-------- Supplied information

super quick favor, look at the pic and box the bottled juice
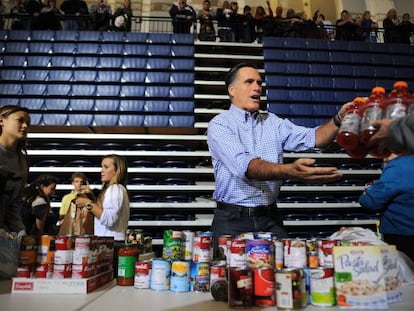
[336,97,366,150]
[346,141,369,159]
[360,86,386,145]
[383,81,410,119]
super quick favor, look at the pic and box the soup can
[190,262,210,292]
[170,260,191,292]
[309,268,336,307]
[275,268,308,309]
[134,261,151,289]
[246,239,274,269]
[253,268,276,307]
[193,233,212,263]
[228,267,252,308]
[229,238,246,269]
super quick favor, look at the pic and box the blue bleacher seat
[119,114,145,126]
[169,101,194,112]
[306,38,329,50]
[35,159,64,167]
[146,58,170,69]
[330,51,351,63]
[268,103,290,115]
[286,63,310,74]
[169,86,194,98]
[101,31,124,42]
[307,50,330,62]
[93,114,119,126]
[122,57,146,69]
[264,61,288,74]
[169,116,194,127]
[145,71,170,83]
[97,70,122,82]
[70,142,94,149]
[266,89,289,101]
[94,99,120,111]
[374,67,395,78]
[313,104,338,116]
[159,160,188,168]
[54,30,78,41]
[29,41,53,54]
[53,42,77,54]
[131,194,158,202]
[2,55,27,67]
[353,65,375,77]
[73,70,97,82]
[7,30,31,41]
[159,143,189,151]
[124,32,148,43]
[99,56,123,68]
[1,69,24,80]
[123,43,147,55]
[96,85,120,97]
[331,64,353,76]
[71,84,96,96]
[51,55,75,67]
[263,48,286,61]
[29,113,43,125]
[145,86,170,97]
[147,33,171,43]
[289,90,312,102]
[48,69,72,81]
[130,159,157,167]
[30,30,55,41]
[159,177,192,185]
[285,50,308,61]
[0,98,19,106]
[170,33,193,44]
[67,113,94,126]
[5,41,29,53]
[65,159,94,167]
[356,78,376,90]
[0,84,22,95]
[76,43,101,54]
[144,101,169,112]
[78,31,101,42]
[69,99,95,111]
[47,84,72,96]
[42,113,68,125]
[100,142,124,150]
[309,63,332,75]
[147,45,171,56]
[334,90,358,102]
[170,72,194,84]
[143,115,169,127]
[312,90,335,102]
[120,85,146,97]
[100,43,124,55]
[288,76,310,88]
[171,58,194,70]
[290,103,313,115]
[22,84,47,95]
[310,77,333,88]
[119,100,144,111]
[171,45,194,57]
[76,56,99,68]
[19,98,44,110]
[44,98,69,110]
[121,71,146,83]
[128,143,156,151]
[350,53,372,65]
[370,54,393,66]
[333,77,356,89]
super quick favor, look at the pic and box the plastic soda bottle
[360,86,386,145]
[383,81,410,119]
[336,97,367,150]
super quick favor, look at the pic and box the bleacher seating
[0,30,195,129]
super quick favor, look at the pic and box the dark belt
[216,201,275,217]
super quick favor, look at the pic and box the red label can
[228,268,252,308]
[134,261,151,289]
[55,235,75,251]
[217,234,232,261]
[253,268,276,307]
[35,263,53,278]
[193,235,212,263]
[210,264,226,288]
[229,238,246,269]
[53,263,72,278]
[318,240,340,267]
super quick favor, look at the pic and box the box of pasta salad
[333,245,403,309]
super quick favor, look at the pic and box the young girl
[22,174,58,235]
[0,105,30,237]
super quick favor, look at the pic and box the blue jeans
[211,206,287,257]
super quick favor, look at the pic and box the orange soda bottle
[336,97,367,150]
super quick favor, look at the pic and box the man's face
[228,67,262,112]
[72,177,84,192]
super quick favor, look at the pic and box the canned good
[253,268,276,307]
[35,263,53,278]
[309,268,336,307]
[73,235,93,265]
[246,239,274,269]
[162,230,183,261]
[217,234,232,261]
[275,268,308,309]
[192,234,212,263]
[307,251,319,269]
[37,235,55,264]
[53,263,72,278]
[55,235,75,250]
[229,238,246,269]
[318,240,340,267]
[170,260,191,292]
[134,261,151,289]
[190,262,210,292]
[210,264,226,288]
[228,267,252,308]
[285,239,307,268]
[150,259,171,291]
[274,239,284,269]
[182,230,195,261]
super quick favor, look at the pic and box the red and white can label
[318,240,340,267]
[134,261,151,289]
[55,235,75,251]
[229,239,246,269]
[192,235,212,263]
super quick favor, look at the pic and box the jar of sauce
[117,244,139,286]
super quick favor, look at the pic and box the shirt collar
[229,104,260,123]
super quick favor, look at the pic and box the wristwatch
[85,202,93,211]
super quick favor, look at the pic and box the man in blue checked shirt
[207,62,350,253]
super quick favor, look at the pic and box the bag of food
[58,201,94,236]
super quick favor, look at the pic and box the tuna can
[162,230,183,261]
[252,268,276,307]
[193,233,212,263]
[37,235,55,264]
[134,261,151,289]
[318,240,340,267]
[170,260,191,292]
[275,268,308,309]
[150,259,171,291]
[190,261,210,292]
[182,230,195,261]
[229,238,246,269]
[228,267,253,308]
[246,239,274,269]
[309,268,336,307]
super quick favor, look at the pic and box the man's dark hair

----------------

Task description: The answer is the line with "super quick favor, look at the pic and box the orange" plus every line after it, printed exactly as they appear above.

Your solution:
super quick favor, look at the pic and box the orange soda bottle
[336,97,367,150]
super quick favor, look at the pic and box the man's face
[228,67,262,112]
[72,177,84,192]
super quick favor, look at the pic and box the canned good
[253,268,276,307]
[35,263,53,278]
[309,268,336,307]
[73,235,93,265]
[246,239,274,269]
[162,230,183,261]
[217,234,232,261]
[275,268,308,309]
[192,234,212,263]
[307,251,319,269]
[37,235,55,264]
[53,263,72,278]
[55,235,75,250]
[229,238,246,269]
[318,240,340,267]
[170,260,191,292]
[134,261,151,289]
[190,262,210,292]
[210,264,226,288]
[228,267,252,308]
[285,239,307,268]
[150,259,171,291]
[274,239,284,269]
[182,230,195,261]
super quick favor, look at the pic and box the red and white can label
[318,240,340,267]
[134,261,151,289]
[55,235,75,251]
[229,239,246,269]
[192,235,212,263]
super quick favor, look at the pic and box the jar of sauce
[117,244,139,286]
super quick favor, look at the pic and box the shirt collar
[229,104,260,123]
super quick favor, look at the pic and box the wristwatch
[85,202,93,211]
super quick favor, look at the pic and box the man in blue checked shirt
[207,62,350,253]
super quick favor, look at the pic and box the bag of food
[58,201,94,236]
super quick favor, look at the pic and box the tuna can
[162,230,183,261]
[252,268,276,307]
[193,233,212,263]
[37,235,55,264]
[134,261,151,289]
[318,240,340,267]
[170,260,191,292]
[275,268,308,309]
[150,259,171,291]
[190,261,210,292]
[182,230,195,261]
[229,238,246,269]
[228,267,253,308]
[246,239,274,269]
[309,268,336,307]
super quick favor, look at the pic and box the man's dark hair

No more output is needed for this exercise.